### What the exercise asks:
When the string "photograph" is part of a line below, that line should be copied.

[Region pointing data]
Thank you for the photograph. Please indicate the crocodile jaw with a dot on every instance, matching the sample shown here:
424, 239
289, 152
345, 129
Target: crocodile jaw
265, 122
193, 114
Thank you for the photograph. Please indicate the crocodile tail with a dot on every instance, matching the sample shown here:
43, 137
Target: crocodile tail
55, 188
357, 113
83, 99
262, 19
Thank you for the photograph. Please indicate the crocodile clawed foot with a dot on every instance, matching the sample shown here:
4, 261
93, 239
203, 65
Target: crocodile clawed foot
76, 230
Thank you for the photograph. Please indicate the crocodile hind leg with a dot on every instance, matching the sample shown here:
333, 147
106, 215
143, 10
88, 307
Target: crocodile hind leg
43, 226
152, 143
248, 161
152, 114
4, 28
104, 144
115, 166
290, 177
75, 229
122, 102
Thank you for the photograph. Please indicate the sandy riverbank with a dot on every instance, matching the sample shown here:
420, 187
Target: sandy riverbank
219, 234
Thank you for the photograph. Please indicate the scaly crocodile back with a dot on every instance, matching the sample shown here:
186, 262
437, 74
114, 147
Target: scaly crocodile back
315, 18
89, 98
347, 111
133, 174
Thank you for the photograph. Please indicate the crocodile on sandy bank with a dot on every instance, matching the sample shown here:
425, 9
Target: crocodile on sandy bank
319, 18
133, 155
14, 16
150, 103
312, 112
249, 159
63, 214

--

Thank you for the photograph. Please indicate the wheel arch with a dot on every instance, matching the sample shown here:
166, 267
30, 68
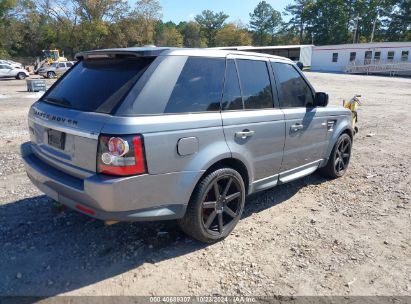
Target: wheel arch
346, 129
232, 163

---

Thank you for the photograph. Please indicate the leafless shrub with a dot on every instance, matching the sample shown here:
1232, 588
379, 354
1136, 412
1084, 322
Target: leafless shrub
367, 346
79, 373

### Exercise output:
Thank you for the photograph. Please indicate the crocodile jaw with a dot on every instance, matching the sample shown here:
Thank you for the photograph. Please indicate the crocodile tail with a dot on every instance, matching the sample shown here:
Thank you for the photograph. Please indicate the crocodile clawed foot with a dot on every instance, matching the sample shown here:
Thank you for the photograph. Please indicate the crocodile hind leg with a dot on every instance, matching the sample shown here:
Thank you for the photograph. Please indicate the sandy riverbank with a dot on every instance, matching the sample shown here:
Thank you for the photograph. Please indicate the scaly crocodile back with a dot on every instance, matching the sample shown here:
Thank you for the photograph. Please indicate the crocodile on sandy bank with a dot on every instance, matching the sample shown here:
Thank you for the photograph. Please indicate the wheel arch with a dot on every instance, matching the sample shown here:
Thank you for the photograph. Please indicate the leafless shrub with a dot on every instance, matching the sample shown here:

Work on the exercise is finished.